→ **Assignment**
Your answer must be an exact copy of the records below.

[Collected data]

:::

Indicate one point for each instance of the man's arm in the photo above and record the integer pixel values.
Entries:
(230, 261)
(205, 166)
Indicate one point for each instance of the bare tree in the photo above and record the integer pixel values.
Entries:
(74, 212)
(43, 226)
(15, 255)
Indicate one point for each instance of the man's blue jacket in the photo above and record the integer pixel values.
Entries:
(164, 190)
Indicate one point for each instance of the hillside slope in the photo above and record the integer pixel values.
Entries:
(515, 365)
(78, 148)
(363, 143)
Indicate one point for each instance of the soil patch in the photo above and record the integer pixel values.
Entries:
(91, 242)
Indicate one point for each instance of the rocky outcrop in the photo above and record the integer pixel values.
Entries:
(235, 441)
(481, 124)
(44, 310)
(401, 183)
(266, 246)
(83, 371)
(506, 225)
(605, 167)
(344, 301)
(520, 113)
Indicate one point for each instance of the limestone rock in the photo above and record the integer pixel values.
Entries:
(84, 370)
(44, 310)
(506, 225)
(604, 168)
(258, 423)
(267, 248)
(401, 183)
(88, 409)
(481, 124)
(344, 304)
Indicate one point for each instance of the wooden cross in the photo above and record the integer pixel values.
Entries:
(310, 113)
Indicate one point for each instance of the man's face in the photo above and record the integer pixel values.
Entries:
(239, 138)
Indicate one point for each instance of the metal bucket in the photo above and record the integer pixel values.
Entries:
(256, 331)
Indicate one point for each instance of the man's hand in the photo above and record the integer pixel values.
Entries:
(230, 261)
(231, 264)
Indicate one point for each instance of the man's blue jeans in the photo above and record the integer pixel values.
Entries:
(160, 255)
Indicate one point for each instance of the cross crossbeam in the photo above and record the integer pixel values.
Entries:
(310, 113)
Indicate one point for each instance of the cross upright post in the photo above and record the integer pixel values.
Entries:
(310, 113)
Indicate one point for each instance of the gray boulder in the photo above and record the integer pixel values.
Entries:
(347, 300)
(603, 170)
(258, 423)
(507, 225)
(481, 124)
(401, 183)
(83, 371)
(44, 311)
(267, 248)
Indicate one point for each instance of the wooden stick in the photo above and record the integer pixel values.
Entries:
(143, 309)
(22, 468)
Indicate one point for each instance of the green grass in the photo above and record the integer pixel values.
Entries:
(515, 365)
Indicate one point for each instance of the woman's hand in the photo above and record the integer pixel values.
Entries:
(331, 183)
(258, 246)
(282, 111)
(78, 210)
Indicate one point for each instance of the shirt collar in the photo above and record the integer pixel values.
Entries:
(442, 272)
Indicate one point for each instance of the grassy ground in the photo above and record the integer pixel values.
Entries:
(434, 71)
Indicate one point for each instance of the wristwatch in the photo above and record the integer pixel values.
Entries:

:::

→ **Reply**
Indicate one point for each instance of the man's arm in the photo above and record the integer pixel values.
Entries:
(230, 261)
(205, 166)
Indicate one point for each instance of the bare tree in the photo above and record the integer pixel values.
Entries:
(74, 212)
(43, 226)
(15, 255)
Indicate one point for each instance of the man's blue jacket in the photo above and record the integer pixel values.
Entries:
(164, 190)
Indicate one point for each instance of the hillside slope in the photo above and record the integer pixel values.
Entries:
(515, 365)
(78, 148)
(363, 143)
Indicate one point for each instance of the soil patch in the photo above and record the integer pixel values.
Entries:
(91, 242)
Indicate one point for each instance of the rocky outcrop in the photo above and record the integer pixel values.
Entries:
(235, 441)
(481, 124)
(44, 310)
(401, 183)
(266, 246)
(83, 371)
(506, 225)
(605, 167)
(344, 301)
(520, 113)
Indicate one point for each instance of the limestone rock in the photo above and record the integer pixel values.
Entries:
(84, 370)
(44, 310)
(506, 225)
(604, 168)
(258, 423)
(267, 248)
(401, 183)
(88, 409)
(481, 124)
(344, 304)
Indicate one point for each instance of the wooden cross in the photo above and record the integer pixel values.
Entries:
(310, 113)
Indicate one point for each instance of the man's face in the photo above and record the integer pixel values.
Entries:
(239, 138)
Indicate one point for each instance of the metal bucket in the photo above and record the integer pixel values.
Entries:
(256, 331)
Indicate one point for each instance of the man's hand in the photo above and record the integer pixel values.
Entries:
(230, 261)
(231, 264)
Indicate one point for each instance of the man's blue jeans in the photo above and record the integer pixel values.
Entries:
(160, 255)
Indicate one point for each instance of the cross crossbeam in the photo above and record the integer pixel values.
Entries:
(310, 113)
Indicate one point for each instance of the cross upright post in the photo above and record the integer pixel values.
Entries:
(310, 113)
Indicate one point for each instance of the gray boulder in the photo above and record the integer pixel values.
Entries:
(347, 300)
(603, 170)
(258, 423)
(507, 225)
(481, 124)
(401, 183)
(83, 371)
(44, 311)
(267, 248)
Indicate one point for each instance of the wooden stick in the photo above and record the integer pixel values.
Entries:
(143, 309)
(22, 468)
Indicate one point for each instance of the green grass in the photo above and record the integer pixel values.
Entries:
(515, 365)
Indicate one point for each instance of the woman's hand in the photo above and record the integer pixel values.
Entries:
(331, 183)
(258, 246)
(282, 111)
(78, 210)
Indicate one point for each instance of the shirt collar in the photo above and record the integer pixel values.
Entries:
(442, 272)
Indicate one point for each instance of the grassy ground in the photo above and record the integer pixel values.
Entries:
(434, 71)
Indicate one point for each instance of the wristwatch in the photo above and record the integer pixel values.
Entries:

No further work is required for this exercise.